Ozzie Ausband

gonzales pool

The Kennedy clan has their Hyannisport, tennis has its Wimbledon, basketball has its Madison Square Garden & golf has its Pebble Beach. Skateboarding has the Gonzales pool. Almost all skateboarding that is seen & represented on the television, has its origins in the Gonzales pool. The Z-Boys, The Bones Brigade, The X-Games, The Dew Tour & everything in between & beyond can directly trace its roots back to the round plaster walls of this one special pool.

Wes Humpston

The Gonzales pool. There are several places that remain legendary as the ultimate early proving ground for our kind. Gonzo’s, Dogbowl, Glory Hole pipe,  Baldy pipe and Wallo’s ditch will undeniably remain etched in the skateboarding collective memory as places we all should’ve had the chance to ride. Gonzo’s was located in a quiet area of Los Angeles. The old spanish-style homes around it, had red- tiled roofs in abundance, well-manicured lawns and brightly-colored flowerbeds. Huge, shadowing Ficus trees  lined the sleepy streets, looking like sentinels watching over the adjacent properties. It has been designated as a Historic Preservation Overlay Zone. These houses were built right after World War II and contain excellently preserved examples of mid-century architecture.

The pool and property was owned by Mr. Jose Gonzales Gonzales. He was an actor on the hit TV show, ‘Bonanza’ and had many film credits to his name. ‘Mr. G’ had a large family and had the pool installed by the ‘Anthony Brothers’ pool company out of South Gate, California. It was constructed in the pool-building frenzy of the early 1960′s. ‘Gonzo’s’ was a huge ( I mean HUGE!) right-hand kidney. It had a very long deep end and a hip you could -literally- walk up. The transitions were big and mellow and the entire pool was surrounded with smooth bullnose coping.

The story that I was told of its discovery has always remained with me. It was a perfect tale. From sources like Tony Alva, Ray Flores, Wes Humpston and Stacy Peralta…I feel that it has to be the truth! They were the key players in its discovery and the formation of its legend.  Ray Flores found ‘Gonzo’s’ in 1977. He was skating down a street and as he passed an alley, he noticed a heavy stream of green water flowing into the gutters, Following the water trail, he saw a door opening in the ten foot high block wall surrounding the yard. Stealthy as a cat, he approached and peered inside. The pool was almost pumped empty and the bright, white plaster glittered and hurt his eyes. It was perfect. As it turned out, he somehow knew a member of the Gonzales family and an agreement was soon reached.

**Records to process:**

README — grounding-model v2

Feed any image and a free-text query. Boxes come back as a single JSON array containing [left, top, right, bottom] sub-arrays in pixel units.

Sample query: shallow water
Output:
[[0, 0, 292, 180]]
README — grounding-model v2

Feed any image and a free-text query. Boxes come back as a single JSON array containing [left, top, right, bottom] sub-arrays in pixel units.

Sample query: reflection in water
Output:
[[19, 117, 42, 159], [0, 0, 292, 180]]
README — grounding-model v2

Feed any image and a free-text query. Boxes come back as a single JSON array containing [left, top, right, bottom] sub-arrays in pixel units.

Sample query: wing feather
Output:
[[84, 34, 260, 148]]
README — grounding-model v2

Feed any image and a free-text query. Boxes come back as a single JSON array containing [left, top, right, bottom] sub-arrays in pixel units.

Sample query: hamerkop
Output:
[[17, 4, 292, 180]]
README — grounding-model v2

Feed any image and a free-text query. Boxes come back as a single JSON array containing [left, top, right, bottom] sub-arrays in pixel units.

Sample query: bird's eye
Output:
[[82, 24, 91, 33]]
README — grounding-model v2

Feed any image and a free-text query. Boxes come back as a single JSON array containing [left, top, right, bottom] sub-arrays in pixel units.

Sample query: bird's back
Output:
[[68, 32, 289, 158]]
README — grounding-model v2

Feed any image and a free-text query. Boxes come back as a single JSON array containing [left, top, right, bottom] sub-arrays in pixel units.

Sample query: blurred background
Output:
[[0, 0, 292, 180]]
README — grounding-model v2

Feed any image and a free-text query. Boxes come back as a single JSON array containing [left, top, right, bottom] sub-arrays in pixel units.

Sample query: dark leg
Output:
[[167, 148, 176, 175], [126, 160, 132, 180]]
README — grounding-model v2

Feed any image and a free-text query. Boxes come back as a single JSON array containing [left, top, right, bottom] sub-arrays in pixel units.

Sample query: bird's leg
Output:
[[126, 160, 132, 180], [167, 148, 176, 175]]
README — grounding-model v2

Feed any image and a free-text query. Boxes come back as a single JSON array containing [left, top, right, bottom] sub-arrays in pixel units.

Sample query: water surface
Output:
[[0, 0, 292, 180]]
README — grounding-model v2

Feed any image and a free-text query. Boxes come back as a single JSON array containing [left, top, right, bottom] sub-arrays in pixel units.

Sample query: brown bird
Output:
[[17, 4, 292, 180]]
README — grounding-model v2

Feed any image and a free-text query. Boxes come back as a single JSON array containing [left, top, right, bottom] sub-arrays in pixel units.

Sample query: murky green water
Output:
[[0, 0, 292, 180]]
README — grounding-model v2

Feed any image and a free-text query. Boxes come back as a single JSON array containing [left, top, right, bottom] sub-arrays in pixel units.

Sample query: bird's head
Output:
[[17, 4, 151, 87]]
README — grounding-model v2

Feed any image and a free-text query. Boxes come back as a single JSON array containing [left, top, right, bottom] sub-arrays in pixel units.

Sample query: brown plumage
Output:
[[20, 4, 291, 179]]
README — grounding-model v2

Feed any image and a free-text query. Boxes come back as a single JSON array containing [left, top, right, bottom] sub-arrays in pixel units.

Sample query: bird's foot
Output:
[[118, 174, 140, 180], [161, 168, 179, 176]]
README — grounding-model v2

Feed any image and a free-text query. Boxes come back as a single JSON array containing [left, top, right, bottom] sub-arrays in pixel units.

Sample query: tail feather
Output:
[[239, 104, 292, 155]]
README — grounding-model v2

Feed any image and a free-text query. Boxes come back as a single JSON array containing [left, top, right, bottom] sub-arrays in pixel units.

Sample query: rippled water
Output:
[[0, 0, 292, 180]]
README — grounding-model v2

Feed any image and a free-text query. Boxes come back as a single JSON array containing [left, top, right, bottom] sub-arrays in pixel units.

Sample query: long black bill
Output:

**Tasks for this exercise:**
1: Change "Sample query" to "Test query" in the listing, beginning at its first line and stopping after the line that has "[[84, 34, 260, 148]]", and give back those lines with nothing else altered.
2: Write what comes next in the piece about the Gonzales pool, picking up after its final sentence.
The Gonzales pool piece and the listing come from unrelated sources.

**Task-by-task outputs:**
1:
README — grounding-model v2

Feed any image and a free-text query. Boxes come back as a single JSON array containing [left, top, right, bottom] sub-arrays in pixel units.

Test query: shallow water
Output:
[[0, 0, 292, 180]]
README — grounding-model v2

Feed any image and a free-text query. Boxes come back as a single JSON array containing [left, top, right, bottom] sub-arrays in pixel units.

Test query: reflection in water
Output:
[[19, 117, 42, 159], [0, 0, 292, 180]]
README — grounding-model v2

Feed any image and a free-text query. Boxes come back as a single JSON array containing [left, top, right, bottom] sub-arrays in pixel units.

Test query: wing feather
Output:
[[84, 34, 260, 148]]

2:
Ray, Wes and others of the Z-boys, found themselves a permission pool unlike anything ever before. They brought TA over eventually and he showed them just exactly what could be done in such a huge pool! Jokingly, I was told that the Z-boys initially didn’t tell TA about ‘Gonzo’s’ because he usually travelled in an entourage and they didn’t want the drama. Truth or myth? When queried, TA told me that back then, photographers always showed up wherever he skated. It was accepted by that time. He had won the World Championships and was the first to pull consistent tuck-knee frontside airs out of a pool. Whatever the case may be, all the Z-boys were stoked to be riding Gonzales pool and breaking new ground. After that, ‘Gonzo’s’ quickly became a staging area for the Z-boys to gather and push both themselves and each other. Limits were reached and exceeded. TA pulled back-to-back frontside airs, the others nailed edgers, hip rollouts, grind transfers deep-to-shallow, and forevers. New ground was discovered by all. Trick to trick vertical skateboarding was born.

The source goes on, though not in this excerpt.